== TASK ==
Nothing in the records may be altered; repeat them exactly.

== SOURCE DATA ==
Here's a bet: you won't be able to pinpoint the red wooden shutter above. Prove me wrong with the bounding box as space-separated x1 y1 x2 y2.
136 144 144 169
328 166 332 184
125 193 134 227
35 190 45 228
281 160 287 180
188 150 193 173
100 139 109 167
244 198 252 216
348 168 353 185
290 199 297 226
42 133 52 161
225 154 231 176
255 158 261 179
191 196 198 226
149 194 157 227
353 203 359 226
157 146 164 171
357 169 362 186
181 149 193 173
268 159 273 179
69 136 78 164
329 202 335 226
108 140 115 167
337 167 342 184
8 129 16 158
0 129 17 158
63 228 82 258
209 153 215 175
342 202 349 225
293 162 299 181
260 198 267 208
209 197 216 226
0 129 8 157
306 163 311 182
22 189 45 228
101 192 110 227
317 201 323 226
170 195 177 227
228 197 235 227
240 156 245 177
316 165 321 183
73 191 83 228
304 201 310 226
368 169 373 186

== TASK ANSWER ==
Here's a bet: you won't be able to pinpoint the red wooden shutter above. Prove me wrong with the bounding box as space-separated x1 y1 x2 y2.
136 144 144 169
328 166 332 184
125 193 134 227
35 190 45 228
281 160 287 180
188 150 193 173
100 139 109 167
244 198 252 216
348 168 353 185
290 199 297 226
42 133 52 161
225 154 231 176
255 158 261 179
191 196 198 226
149 194 157 227
353 203 359 226
157 146 164 171
357 169 362 186
181 149 193 173
268 159 273 179
69 136 78 164
329 202 335 226
108 140 115 167
337 167 342 184
8 129 16 158
0 129 17 158
63 228 82 258
209 153 215 175
342 202 349 225
293 162 299 181
260 198 267 208
209 197 216 226
0 129 8 157
306 163 311 182
22 189 45 228
101 192 110 227
317 201 323 226
170 195 177 227
228 197 235 227
240 156 245 177
316 165 321 183
73 191 83 228
304 201 310 226
368 169 373 186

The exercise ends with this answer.